Supplied records ->

#####

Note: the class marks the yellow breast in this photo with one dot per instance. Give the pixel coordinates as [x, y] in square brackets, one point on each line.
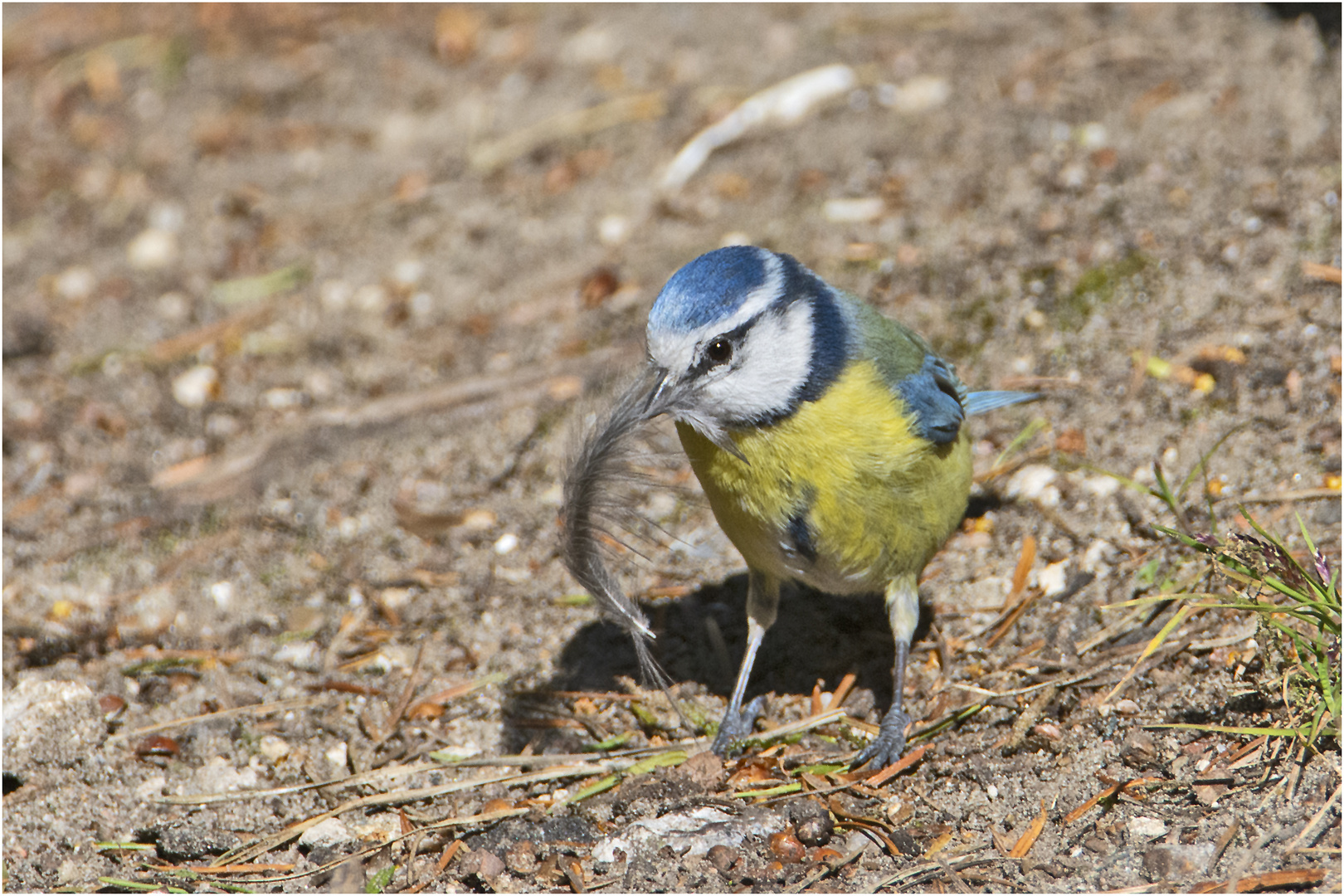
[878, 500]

#####

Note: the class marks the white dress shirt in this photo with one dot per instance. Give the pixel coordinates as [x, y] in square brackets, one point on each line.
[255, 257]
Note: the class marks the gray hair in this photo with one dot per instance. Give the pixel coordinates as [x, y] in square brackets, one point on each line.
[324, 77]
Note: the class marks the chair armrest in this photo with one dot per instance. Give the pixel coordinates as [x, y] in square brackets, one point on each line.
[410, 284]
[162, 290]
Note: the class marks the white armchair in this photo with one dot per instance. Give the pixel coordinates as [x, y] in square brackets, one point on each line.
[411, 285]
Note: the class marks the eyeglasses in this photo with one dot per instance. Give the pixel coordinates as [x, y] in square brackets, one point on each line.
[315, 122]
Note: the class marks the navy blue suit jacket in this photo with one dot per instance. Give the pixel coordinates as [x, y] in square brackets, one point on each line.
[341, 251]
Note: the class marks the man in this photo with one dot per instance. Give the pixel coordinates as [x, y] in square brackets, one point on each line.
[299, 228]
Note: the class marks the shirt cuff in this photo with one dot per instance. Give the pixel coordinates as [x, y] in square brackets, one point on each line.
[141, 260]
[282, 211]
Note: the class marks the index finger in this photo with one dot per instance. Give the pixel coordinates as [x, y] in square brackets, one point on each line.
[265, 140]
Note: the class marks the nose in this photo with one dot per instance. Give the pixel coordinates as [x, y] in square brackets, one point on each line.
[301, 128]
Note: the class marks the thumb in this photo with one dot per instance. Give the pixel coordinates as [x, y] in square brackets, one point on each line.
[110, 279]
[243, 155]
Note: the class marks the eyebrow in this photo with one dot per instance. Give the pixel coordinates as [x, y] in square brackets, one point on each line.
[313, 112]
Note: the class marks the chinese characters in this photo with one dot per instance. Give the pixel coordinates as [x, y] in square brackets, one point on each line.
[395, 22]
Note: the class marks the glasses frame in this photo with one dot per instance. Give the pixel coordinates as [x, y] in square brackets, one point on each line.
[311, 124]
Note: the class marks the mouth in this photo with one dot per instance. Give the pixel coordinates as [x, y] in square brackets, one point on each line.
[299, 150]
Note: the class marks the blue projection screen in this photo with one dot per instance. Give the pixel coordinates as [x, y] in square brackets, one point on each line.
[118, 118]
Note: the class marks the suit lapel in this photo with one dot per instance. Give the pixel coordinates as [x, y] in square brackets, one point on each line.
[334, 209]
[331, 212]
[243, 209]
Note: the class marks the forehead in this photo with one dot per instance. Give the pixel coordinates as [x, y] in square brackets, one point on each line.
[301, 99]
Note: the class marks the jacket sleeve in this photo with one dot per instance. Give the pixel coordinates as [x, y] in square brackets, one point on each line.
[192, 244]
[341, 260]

#####

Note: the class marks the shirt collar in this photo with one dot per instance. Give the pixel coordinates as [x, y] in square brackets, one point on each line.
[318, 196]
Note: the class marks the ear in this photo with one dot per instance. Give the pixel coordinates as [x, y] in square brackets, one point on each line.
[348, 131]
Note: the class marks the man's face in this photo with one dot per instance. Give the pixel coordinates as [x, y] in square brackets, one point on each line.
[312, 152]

#####

Pick out every line of the material that contains the string "shirt". Case counts, and each matching line should be copied in full.

Exercise response ->
Note: the class marks the white dress shirt in this photo with one dot per instance. Give the pixel coordinates as [x, y] in square brackets, one point on each line.
Note: the class marks the shirt cuff in this photo with one dot per instance. Give the pixel coordinates as [x, y] in square brackets, one point on each line.
Note: the class marks the shirt collar in this photo with one dot per instance. Give the pixel coordinates as [x, y] in square brackets, one point on each line.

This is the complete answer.